**Stated exercise:** Reproduce the material below character for character, from its beginning through the line that contains "96,262 -> 626,414", with both ends included. Leave the pictures out of your answer.

**Data for this task:**
####################

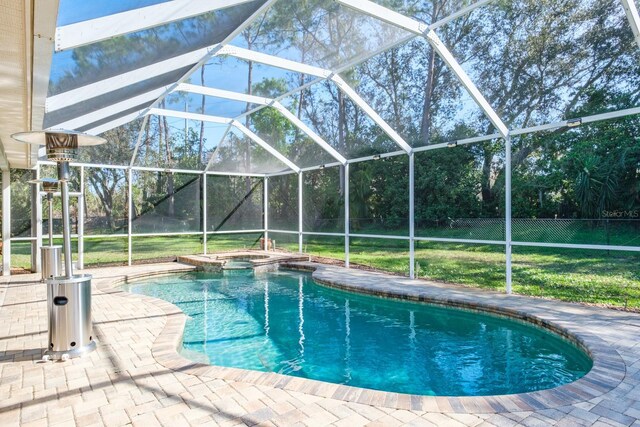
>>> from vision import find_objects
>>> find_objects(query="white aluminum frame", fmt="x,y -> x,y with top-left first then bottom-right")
262,176 -> 269,251
48,87 -> 165,129
271,101 -> 347,165
174,83 -> 347,164
45,44 -> 218,114
336,0 -> 509,137
231,120 -> 300,172
620,0 -> 640,47
331,74 -> 412,153
55,0 -> 251,52
85,112 -> 140,135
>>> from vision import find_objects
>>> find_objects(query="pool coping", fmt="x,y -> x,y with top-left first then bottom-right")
96,262 -> 626,414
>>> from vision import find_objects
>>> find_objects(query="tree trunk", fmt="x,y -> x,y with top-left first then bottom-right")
420,48 -> 436,145
338,89 -> 347,196
162,101 -> 176,216
198,65 -> 206,168
244,59 -> 253,194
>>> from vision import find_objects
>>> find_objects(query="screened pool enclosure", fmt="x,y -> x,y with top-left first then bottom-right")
2,0 -> 640,306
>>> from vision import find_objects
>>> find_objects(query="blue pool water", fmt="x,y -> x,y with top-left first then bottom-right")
122,270 -> 592,396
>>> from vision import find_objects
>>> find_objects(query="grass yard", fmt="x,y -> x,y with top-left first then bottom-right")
280,236 -> 640,309
12,233 -> 640,310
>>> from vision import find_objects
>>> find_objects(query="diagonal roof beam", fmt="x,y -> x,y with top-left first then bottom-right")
146,108 -> 300,172
210,46 -> 411,154
272,101 -> 347,165
217,45 -> 331,79
146,108 -> 233,125
142,0 -> 277,126
55,0 -> 252,52
231,120 -> 300,173
173,83 -> 272,105
175,83 -> 347,165
49,87 -> 164,130
229,0 -> 492,120
620,0 -> 640,47
83,110 -> 143,135
331,74 -> 413,153
46,45 -> 218,112
204,125 -> 231,172
336,0 -> 509,137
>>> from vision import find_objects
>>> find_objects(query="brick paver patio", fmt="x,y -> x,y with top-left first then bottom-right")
0,263 -> 640,427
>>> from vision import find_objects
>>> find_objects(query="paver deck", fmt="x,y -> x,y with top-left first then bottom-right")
0,263 -> 640,427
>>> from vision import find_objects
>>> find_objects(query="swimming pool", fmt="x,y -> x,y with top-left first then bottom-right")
126,270 -> 592,396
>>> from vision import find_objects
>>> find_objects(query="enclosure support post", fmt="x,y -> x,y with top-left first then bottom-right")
76,166 -> 84,270
31,166 -> 42,273
504,135 -> 511,294
262,176 -> 269,251
127,167 -> 133,265
344,163 -> 349,268
298,171 -> 302,253
409,152 -> 416,279
2,170 -> 11,276
201,171 -> 207,255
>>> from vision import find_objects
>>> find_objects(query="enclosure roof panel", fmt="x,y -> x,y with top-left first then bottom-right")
0,0 -> 640,173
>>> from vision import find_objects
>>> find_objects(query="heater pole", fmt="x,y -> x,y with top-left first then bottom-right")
47,193 -> 53,247
58,162 -> 73,279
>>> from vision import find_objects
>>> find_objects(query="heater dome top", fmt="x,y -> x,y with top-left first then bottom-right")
11,129 -> 107,147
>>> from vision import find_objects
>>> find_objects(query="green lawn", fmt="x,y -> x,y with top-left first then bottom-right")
12,233 -> 640,310
280,237 -> 640,309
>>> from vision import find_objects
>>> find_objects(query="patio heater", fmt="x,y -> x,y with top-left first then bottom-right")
11,130 -> 106,360
29,178 -> 62,280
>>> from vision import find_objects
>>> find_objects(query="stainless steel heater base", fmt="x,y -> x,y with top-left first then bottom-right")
44,274 -> 96,359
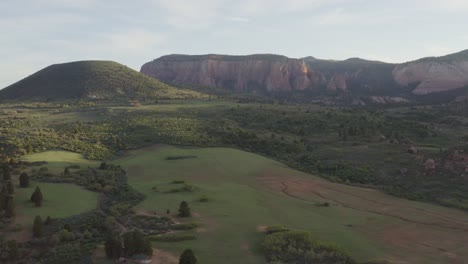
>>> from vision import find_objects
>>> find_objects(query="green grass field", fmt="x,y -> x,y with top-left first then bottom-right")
21,150 -> 98,173
11,182 -> 98,240
114,145 -> 468,264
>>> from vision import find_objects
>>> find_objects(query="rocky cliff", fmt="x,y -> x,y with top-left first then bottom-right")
141,50 -> 468,97
141,55 -> 326,92
393,50 -> 468,95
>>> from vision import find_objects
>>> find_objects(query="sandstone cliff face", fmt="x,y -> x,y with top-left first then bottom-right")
141,55 -> 326,92
141,50 -> 468,97
393,61 -> 468,95
327,74 -> 347,91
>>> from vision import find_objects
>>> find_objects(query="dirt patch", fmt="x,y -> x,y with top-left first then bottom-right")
257,225 -> 268,233
195,227 -> 208,233
240,242 -> 250,250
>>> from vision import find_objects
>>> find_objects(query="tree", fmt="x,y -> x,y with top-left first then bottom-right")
179,201 -> 192,217
0,184 -> 8,211
123,231 -> 153,256
33,215 -> 43,237
7,240 -> 19,260
179,249 -> 197,264
5,195 -> 16,218
2,164 -> 11,181
20,172 -> 29,188
30,186 -> 43,207
6,181 -> 15,194
105,236 -> 122,259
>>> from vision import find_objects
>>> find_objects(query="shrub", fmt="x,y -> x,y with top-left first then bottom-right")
263,231 -> 356,264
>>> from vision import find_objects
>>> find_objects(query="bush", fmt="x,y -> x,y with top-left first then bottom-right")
149,234 -> 197,242
263,231 -> 356,264
172,223 -> 199,230
266,225 -> 290,234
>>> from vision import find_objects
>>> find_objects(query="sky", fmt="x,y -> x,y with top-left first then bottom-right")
0,0 -> 468,88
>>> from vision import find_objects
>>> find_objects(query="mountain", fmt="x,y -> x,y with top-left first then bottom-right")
393,50 -> 468,95
141,54 -> 325,92
0,61 -> 205,100
141,50 -> 468,102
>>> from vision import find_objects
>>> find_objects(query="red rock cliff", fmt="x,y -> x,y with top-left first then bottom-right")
141,55 -> 326,92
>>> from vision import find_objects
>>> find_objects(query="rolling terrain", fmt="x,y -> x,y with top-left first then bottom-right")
0,61 -> 202,101
22,145 -> 468,264
141,50 -> 468,104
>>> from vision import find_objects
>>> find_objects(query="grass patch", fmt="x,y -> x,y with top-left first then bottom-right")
166,155 -> 197,160
15,182 -> 98,227
148,234 -> 197,242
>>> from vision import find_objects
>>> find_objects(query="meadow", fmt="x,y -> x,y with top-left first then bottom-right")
114,145 -> 468,264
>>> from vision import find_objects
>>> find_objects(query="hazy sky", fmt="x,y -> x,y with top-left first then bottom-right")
0,0 -> 468,88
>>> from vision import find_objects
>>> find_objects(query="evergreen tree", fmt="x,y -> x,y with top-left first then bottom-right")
0,184 -> 8,211
2,164 -> 11,181
123,231 -> 153,257
179,201 -> 192,217
5,195 -> 16,218
6,181 -> 15,195
20,172 -> 29,188
105,236 -> 122,259
33,215 -> 43,237
7,240 -> 19,261
179,249 -> 197,264
30,186 -> 43,207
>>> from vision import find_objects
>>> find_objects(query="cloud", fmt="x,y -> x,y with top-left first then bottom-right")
31,0 -> 98,8
226,17 -> 250,23
151,0 -> 221,30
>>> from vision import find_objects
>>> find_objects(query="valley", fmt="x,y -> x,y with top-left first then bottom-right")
0,97 -> 468,264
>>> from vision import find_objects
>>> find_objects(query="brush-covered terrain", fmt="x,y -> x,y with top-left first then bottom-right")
0,97 -> 468,263
0,61 -> 203,101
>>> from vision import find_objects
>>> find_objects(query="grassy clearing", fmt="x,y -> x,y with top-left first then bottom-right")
21,150 -> 98,173
115,145 -> 468,264
15,182 -> 98,228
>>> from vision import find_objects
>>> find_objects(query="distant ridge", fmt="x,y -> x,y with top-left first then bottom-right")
141,50 -> 468,100
0,61 -> 205,101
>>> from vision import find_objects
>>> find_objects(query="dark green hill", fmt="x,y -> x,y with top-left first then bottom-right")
0,61 -> 202,100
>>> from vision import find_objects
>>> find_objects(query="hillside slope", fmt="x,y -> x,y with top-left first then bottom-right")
141,54 -> 325,92
141,50 -> 468,101
0,61 -> 205,100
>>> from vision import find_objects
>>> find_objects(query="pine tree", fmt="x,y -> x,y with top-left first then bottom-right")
7,240 -> 19,261
105,236 -> 122,259
30,186 -> 43,207
33,215 -> 43,237
2,164 -> 11,181
20,172 -> 29,188
0,184 -> 8,211
179,249 -> 197,264
179,201 -> 192,217
5,195 -> 16,218
6,181 -> 15,195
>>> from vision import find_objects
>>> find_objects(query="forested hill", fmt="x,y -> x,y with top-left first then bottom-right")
0,61 -> 202,100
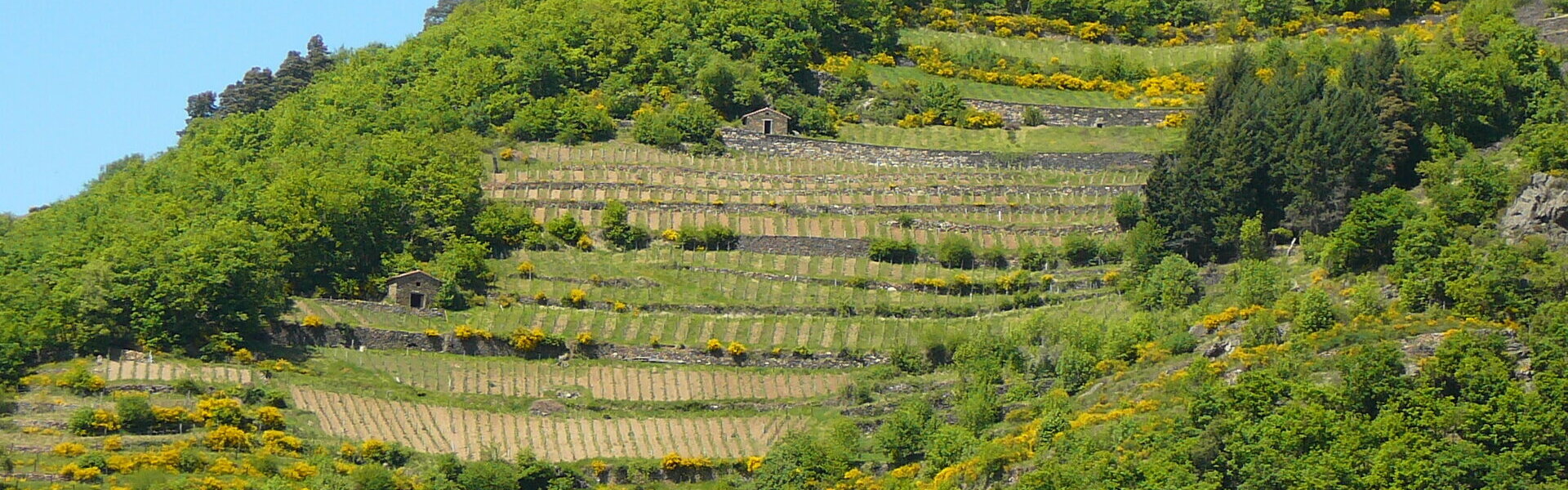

####################

**Task answer:**
>>> from vision import find_objects
>>> find_objects(query="white aluminum frame", fmt="x,y -> x,y with top-left first then bottom-right")
262,176 -> 269,251
48,87 -> 165,129
271,101 -> 347,165
174,83 -> 347,164
45,44 -> 218,114
336,0 -> 509,137
231,120 -> 300,172
620,0 -> 640,47
331,74 -> 412,153
55,0 -> 251,52
85,112 -> 140,135
>>> from vision import find_objects
>>> find_objects(query="pool coping", fmt="x,y -> x,y with top-left first then bottom-right")
96,262 -> 626,414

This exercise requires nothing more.